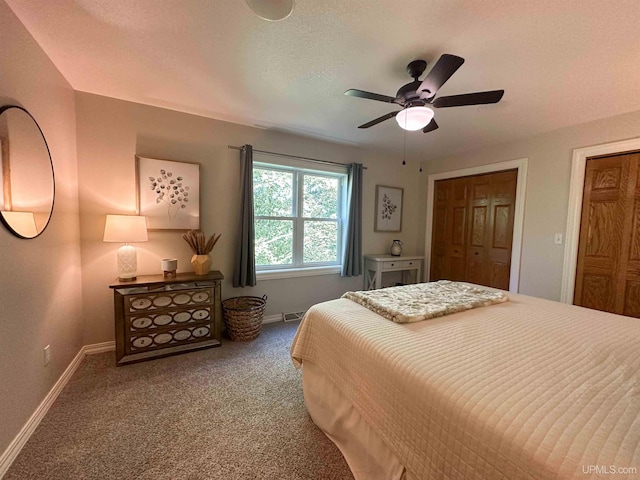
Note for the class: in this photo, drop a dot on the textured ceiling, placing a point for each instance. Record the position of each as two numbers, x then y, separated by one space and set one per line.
560 62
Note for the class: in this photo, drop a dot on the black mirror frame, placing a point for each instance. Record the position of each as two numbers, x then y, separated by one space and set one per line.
53 177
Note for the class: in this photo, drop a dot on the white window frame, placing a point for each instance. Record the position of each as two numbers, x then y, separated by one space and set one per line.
298 268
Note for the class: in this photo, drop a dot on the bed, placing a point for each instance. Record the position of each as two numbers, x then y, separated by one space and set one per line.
525 389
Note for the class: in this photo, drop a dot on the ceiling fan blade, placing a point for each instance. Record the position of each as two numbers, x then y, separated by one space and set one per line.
431 126
478 98
439 74
378 120
371 96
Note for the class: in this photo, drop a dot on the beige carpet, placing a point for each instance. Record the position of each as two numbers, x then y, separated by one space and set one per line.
234 412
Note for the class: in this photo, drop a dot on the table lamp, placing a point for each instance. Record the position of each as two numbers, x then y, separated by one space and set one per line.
125 229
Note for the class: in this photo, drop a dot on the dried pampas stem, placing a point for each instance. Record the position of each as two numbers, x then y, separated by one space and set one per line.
198 242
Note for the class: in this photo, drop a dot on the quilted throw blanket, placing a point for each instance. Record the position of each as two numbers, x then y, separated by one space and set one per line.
414 303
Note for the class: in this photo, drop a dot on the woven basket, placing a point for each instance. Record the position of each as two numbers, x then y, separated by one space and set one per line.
243 317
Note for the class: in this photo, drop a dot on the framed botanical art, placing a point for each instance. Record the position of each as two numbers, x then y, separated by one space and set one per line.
168 193
388 209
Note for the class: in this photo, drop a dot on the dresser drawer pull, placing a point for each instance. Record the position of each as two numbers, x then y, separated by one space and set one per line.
163 320
162 301
141 303
142 322
200 314
182 317
142 342
200 297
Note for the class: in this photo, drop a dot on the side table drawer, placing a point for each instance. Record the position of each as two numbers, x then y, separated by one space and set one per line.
410 263
145 341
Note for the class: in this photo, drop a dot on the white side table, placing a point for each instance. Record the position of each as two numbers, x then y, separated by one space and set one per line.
376 265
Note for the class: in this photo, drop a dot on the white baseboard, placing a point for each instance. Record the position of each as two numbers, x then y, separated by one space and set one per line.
99 347
12 451
272 318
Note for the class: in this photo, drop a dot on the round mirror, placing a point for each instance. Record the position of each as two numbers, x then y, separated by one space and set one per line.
28 188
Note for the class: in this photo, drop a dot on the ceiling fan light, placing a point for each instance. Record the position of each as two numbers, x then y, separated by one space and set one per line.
414 118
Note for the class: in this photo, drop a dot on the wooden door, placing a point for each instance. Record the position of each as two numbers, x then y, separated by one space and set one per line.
473 229
448 245
608 269
492 210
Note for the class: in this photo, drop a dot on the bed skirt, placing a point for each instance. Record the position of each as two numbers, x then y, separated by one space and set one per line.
365 453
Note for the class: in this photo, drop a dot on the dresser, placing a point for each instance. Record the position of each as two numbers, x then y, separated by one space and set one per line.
376 265
157 316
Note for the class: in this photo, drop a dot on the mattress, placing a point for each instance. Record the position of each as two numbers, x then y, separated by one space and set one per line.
526 389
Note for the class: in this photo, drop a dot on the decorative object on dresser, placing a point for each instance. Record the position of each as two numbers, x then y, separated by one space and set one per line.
168 193
125 229
169 267
376 265
157 316
388 209
201 248
243 317
396 248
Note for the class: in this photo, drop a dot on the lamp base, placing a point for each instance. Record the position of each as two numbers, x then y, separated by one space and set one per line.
127 263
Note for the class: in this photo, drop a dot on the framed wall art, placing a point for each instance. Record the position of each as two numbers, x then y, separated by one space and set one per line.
168 193
388 209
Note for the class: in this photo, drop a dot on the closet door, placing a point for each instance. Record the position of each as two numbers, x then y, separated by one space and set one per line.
448 241
473 229
492 210
608 269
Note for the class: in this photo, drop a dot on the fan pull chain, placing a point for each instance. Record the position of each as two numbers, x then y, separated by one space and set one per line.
404 148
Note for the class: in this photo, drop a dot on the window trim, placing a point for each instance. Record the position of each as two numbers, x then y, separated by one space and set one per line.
265 272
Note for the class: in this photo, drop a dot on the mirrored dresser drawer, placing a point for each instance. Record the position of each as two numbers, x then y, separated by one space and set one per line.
157 316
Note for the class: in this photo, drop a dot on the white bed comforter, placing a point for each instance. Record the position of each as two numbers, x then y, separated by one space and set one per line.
527 389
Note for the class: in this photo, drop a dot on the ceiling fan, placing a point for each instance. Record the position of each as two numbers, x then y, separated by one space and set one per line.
417 95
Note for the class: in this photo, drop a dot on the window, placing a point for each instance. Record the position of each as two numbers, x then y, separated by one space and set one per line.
299 216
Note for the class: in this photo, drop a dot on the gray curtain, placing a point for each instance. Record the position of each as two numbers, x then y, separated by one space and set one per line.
244 272
352 258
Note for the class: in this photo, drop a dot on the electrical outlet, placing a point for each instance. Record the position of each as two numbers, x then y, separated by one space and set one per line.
557 239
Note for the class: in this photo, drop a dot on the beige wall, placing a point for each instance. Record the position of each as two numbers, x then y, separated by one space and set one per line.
111 132
40 295
549 171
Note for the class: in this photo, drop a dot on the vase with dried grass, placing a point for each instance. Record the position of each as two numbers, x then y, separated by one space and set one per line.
201 248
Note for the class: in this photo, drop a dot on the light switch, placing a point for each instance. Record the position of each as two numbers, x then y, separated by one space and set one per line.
557 239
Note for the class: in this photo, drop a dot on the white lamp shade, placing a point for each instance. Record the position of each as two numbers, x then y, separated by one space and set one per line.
125 229
414 118
272 10
23 223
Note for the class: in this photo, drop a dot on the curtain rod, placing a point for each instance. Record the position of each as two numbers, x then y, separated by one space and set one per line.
294 156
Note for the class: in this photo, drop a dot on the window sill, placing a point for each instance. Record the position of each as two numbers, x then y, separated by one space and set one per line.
297 272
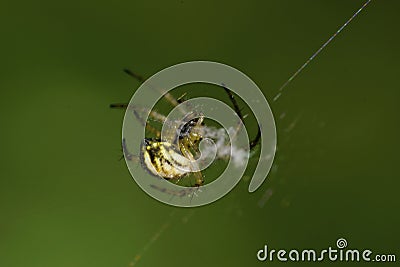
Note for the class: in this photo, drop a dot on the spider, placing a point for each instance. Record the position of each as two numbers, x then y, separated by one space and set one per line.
172 160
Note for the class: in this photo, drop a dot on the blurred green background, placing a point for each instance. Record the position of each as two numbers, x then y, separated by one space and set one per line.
66 199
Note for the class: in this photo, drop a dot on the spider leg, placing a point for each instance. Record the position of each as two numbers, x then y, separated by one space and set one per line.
238 111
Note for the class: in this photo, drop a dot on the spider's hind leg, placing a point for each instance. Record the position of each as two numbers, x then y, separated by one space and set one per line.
238 111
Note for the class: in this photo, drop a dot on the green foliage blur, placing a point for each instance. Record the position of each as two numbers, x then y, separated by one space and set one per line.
67 200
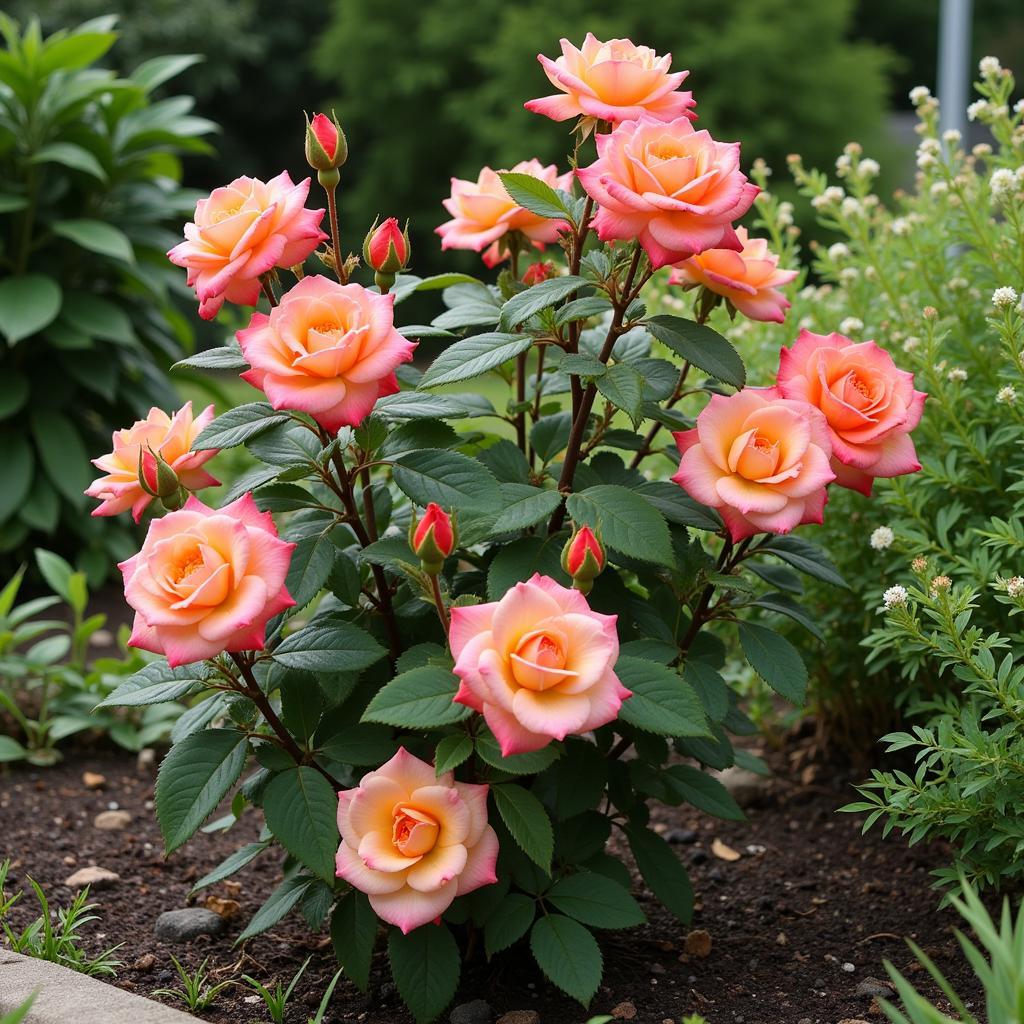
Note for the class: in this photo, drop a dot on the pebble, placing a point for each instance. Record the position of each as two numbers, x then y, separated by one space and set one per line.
95 878
112 820
477 1012
181 926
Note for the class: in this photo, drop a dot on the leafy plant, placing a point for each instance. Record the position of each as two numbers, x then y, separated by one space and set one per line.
54 936
89 176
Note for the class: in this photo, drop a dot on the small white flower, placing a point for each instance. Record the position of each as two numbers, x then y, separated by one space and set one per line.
1004 297
882 538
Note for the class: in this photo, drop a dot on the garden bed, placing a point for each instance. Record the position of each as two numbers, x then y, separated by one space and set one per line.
807 900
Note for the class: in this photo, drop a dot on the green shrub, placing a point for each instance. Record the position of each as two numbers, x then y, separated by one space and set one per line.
89 175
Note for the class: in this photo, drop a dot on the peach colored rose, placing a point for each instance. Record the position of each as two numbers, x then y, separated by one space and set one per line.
207 581
241 231
749 279
538 665
413 843
327 349
675 189
761 460
483 212
869 404
172 437
613 81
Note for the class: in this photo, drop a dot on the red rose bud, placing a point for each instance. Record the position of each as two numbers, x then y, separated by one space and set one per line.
433 538
583 558
537 272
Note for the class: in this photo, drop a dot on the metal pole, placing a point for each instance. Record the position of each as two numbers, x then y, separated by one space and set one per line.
954 64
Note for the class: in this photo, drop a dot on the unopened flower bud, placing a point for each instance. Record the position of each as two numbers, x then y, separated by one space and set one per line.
583 558
433 538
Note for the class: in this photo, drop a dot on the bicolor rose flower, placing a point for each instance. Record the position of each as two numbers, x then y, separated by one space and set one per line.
413 843
170 437
613 81
539 665
675 189
327 349
749 279
241 231
482 213
869 404
207 581
762 461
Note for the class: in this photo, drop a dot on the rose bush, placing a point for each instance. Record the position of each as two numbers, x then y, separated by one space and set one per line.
485 636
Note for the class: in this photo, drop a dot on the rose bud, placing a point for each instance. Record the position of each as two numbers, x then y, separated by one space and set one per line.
583 558
386 249
433 538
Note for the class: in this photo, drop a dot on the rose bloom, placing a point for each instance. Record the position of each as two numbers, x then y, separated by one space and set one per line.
675 189
613 81
413 843
241 231
869 404
749 279
327 349
172 438
483 213
538 665
207 581
762 461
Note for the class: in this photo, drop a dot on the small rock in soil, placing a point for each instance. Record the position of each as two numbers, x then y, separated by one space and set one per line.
477 1012
182 926
871 987
112 820
93 877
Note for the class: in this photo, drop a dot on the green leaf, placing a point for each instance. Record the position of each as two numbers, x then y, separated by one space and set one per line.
425 966
697 343
473 356
452 752
301 810
625 521
238 425
663 701
527 821
28 304
194 778
420 698
96 237
353 933
623 386
568 954
508 923
775 660
520 307
595 900
662 869
534 195
329 643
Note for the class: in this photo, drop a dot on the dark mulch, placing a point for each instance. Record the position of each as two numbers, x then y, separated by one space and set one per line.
808 899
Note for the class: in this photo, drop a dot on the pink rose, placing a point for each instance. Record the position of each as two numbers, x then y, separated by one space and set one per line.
413 843
483 212
675 189
327 349
749 279
613 81
241 231
762 461
538 665
207 581
172 438
869 404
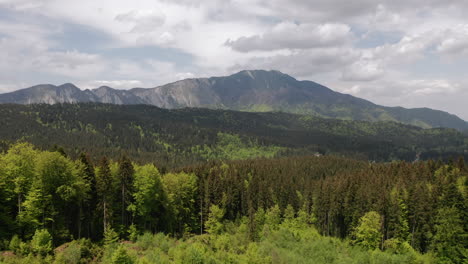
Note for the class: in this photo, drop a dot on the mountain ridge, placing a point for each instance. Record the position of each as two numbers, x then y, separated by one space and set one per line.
248 90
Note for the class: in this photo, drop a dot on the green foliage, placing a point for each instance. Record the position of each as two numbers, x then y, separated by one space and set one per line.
368 232
121 256
15 243
185 136
214 225
69 253
110 237
41 243
449 241
181 191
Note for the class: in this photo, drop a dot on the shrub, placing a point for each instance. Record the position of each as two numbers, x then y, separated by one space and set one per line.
121 256
41 243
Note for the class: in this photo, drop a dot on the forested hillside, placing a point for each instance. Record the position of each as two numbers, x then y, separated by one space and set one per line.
172 138
252 90
284 210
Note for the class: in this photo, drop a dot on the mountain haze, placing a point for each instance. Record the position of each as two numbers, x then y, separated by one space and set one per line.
254 91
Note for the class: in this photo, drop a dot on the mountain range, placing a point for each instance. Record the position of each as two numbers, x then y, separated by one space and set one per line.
253 91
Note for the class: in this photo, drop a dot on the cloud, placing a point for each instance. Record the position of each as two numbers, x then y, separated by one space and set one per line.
405 52
362 70
289 35
304 63
455 41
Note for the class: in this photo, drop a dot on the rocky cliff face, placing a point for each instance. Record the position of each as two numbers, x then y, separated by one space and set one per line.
256 91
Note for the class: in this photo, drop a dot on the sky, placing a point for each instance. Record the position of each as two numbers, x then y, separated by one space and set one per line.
410 53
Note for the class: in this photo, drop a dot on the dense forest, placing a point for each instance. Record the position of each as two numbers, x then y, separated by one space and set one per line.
308 209
174 138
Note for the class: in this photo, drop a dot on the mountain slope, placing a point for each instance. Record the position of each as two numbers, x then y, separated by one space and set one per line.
254 91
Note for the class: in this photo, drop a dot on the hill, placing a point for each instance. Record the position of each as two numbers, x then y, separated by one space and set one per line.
184 136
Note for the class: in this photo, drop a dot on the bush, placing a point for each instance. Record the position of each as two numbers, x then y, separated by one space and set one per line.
15 243
121 256
69 253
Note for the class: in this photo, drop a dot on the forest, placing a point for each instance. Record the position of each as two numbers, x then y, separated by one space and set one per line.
55 208
180 137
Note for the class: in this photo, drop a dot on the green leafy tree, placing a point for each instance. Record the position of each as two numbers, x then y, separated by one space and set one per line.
104 187
19 166
368 232
449 241
89 201
181 191
121 256
110 236
149 201
214 225
125 175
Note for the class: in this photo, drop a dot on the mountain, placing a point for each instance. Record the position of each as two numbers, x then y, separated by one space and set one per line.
253 91
184 136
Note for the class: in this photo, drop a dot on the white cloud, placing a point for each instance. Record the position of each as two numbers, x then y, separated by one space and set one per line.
289 35
323 40
363 70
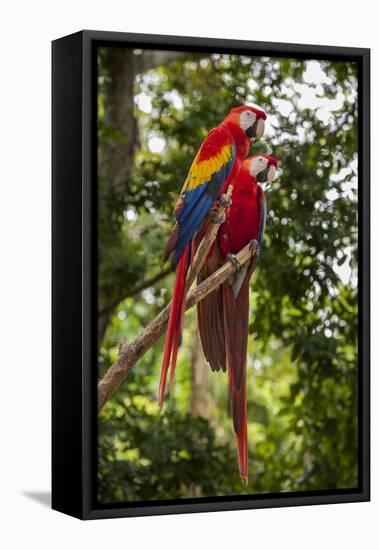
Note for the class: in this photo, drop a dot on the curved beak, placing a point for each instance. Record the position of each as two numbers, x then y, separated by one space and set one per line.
256 131
267 175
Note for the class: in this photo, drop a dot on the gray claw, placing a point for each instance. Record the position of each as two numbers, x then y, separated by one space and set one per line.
233 258
254 247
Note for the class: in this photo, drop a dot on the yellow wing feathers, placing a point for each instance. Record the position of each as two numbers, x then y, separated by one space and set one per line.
201 171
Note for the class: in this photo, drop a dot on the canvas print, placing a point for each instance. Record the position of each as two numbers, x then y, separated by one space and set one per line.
227 275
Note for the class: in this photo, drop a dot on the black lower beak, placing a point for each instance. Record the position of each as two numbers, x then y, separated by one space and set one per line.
262 176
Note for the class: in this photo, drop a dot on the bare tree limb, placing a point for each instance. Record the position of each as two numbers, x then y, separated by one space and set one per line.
131 352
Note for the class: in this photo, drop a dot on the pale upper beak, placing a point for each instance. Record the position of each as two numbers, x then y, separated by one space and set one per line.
271 174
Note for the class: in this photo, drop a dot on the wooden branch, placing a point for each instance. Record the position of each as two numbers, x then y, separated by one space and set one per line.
130 353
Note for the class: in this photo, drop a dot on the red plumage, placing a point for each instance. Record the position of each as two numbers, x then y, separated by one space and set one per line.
190 218
224 314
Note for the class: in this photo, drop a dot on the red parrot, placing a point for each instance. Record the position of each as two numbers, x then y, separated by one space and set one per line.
223 316
214 167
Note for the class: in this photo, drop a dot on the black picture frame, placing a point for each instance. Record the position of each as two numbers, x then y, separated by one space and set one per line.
74 410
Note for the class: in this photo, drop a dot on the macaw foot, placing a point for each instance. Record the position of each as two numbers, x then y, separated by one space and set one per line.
233 258
254 247
217 215
225 201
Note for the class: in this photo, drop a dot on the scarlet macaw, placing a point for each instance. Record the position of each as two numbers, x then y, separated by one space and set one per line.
223 316
214 167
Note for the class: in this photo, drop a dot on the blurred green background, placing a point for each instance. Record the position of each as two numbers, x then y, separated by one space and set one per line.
154 110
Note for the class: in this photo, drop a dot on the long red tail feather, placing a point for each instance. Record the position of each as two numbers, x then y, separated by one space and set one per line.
175 326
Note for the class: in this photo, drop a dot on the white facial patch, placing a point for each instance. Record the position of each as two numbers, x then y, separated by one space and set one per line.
247 119
257 165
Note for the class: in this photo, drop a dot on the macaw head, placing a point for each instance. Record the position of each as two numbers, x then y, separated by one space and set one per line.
249 119
262 168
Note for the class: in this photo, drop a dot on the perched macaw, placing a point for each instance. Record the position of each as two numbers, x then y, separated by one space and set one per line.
214 167
223 316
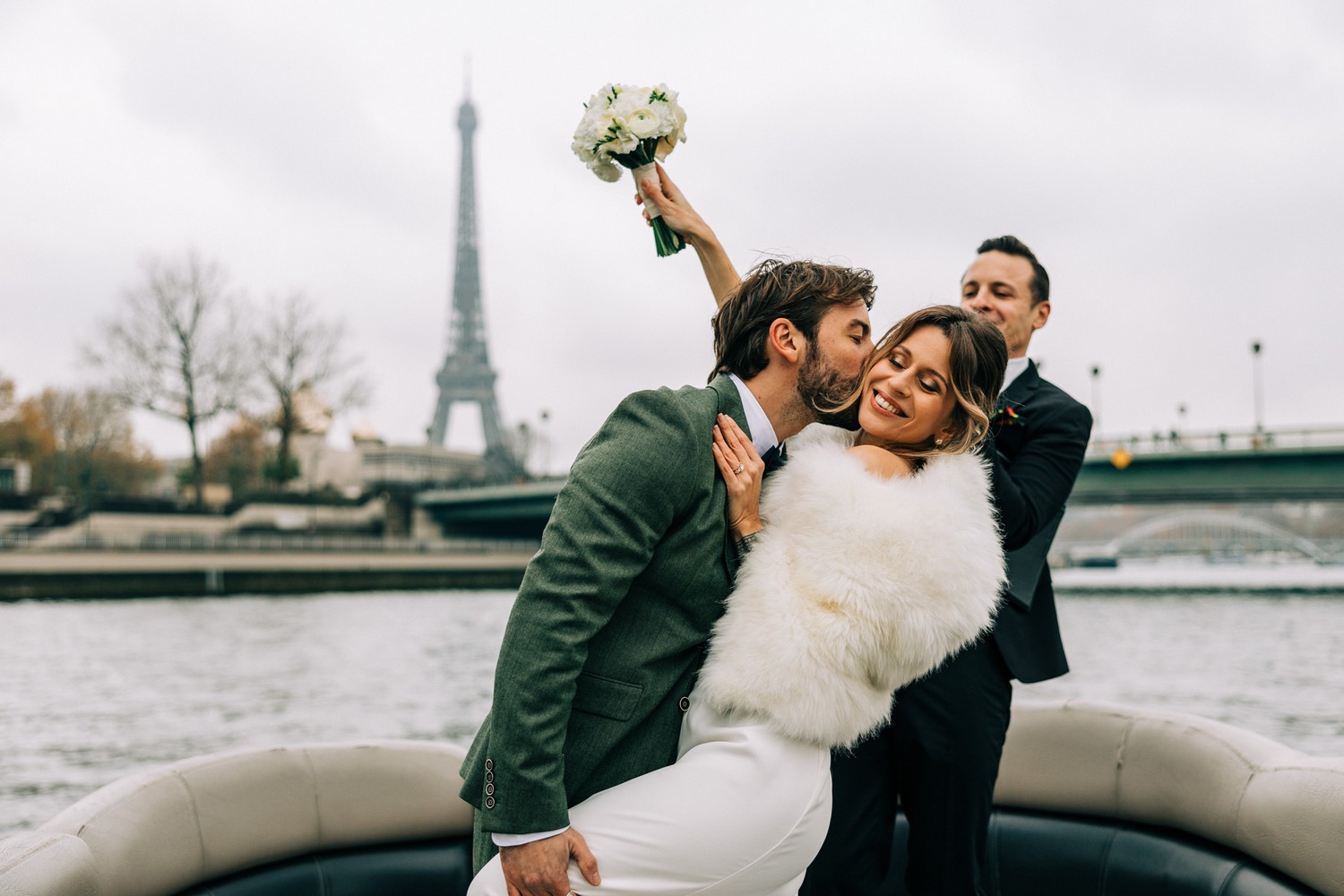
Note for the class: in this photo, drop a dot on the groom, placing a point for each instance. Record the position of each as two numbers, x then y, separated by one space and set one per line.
610 621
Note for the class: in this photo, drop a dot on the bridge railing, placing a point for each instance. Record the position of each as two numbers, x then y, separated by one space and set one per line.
260 543
1177 443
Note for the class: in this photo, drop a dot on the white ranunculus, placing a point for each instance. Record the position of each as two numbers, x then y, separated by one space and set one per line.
605 168
623 140
583 150
644 123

....

### WORK TO BE COMPLETED
Output the lines above as a numbered list, starting with the line that contains "the groom, placing" and continuing through the last line, with both ends included and blank lines omitted.

### SOLUTION
1. Note for the class: in this photo, drop a dot on the groom, placing a point for each instance. Record the position of each as two numbers, x then y, separated by one space and set one per line.
2. 610 621
3. Note for the class: in this photo, drop a dot on the bridge railing, placing a point for each instance. Record the position of each as two numbers, x then y, separated by one space and set one per line.
4. 260 543
5. 1177 443
6. Note for the class: in this photo, drop a dot on the white ranunculus, placing a point for each instance. Record the position of each as two numbers, x then y, separated by one space and set one per line.
7. 605 168
8. 623 140
9. 583 150
10. 644 123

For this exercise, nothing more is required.